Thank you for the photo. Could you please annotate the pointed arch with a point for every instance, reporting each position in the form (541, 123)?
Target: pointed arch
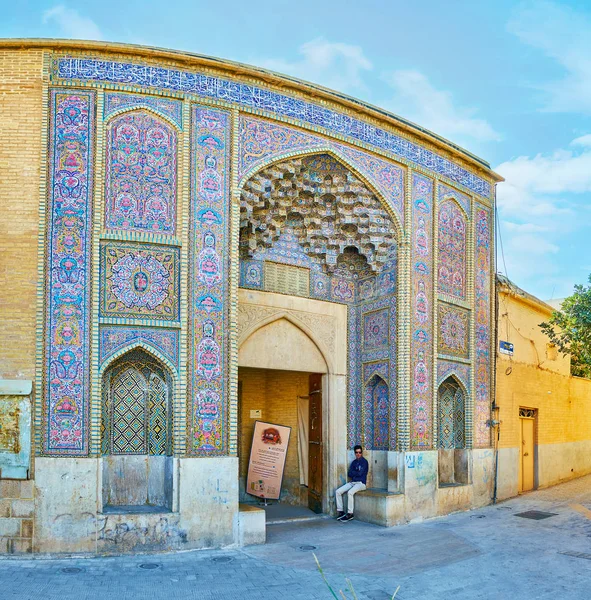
(150, 349)
(457, 377)
(376, 408)
(329, 149)
(451, 197)
(255, 326)
(137, 405)
(451, 414)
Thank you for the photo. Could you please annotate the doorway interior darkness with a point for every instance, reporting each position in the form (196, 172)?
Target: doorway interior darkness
(292, 399)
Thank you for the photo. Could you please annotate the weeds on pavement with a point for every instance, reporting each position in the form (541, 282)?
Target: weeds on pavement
(341, 595)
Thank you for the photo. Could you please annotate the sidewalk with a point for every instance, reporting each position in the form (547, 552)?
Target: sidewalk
(485, 554)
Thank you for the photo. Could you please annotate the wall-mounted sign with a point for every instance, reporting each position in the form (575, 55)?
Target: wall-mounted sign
(267, 460)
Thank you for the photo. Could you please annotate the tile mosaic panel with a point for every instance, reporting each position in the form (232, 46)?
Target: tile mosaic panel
(320, 286)
(208, 274)
(260, 141)
(136, 402)
(461, 371)
(421, 417)
(453, 330)
(376, 409)
(452, 236)
(451, 406)
(68, 248)
(139, 281)
(252, 274)
(251, 96)
(376, 330)
(365, 363)
(354, 404)
(445, 192)
(173, 109)
(141, 173)
(114, 338)
(482, 315)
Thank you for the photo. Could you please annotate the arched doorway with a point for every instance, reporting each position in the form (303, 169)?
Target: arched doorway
◆ ◆ ◆ ◆ ◆ ◆ ◆
Copy all of the records verbatim, omitting the pictures.

Thank you for the photo. Could you please annotate the pointed arch with a point for every instance, reporting each position in the form (541, 123)?
Target: pointed arch
(150, 349)
(457, 377)
(376, 408)
(329, 149)
(451, 197)
(255, 326)
(137, 405)
(451, 414)
Thank you for the photo. Could you please annotate the doorway interior darkness with a point for every instance, reporting each position in the form (196, 172)?
Target: doorway interior darkness
(292, 399)
Thank you for the photo. Could you please annotate the weeds on pavement with a point for every instance, reporting each position in the form (541, 282)?
Target: weeds on pavement
(341, 595)
Thank you for the photo. Could you please annotate the sidewalk with a point for every instance, reporting each position in the form (547, 552)?
Target: sidewalk
(485, 554)
Thank you for the photo. Could you please annotate the wall-mounted sign with a point for every instance, reporting each position in the form (575, 55)?
Target: wall-mounted sign
(267, 460)
Thank you for the photo. Could you please annotate the tile mosaic panel with a point for every instance, reporting each position in the form (232, 46)?
Target: tile mosaic panel
(320, 286)
(208, 274)
(260, 141)
(136, 402)
(461, 371)
(421, 417)
(453, 330)
(376, 409)
(452, 236)
(451, 406)
(68, 248)
(139, 281)
(252, 274)
(251, 96)
(376, 330)
(365, 363)
(354, 404)
(445, 192)
(173, 109)
(141, 173)
(114, 338)
(482, 315)
Thank you for the photo. Could you please annotate the arched doorway with a point for every instance, reporting each position in the form (303, 169)?
Target: arched doorway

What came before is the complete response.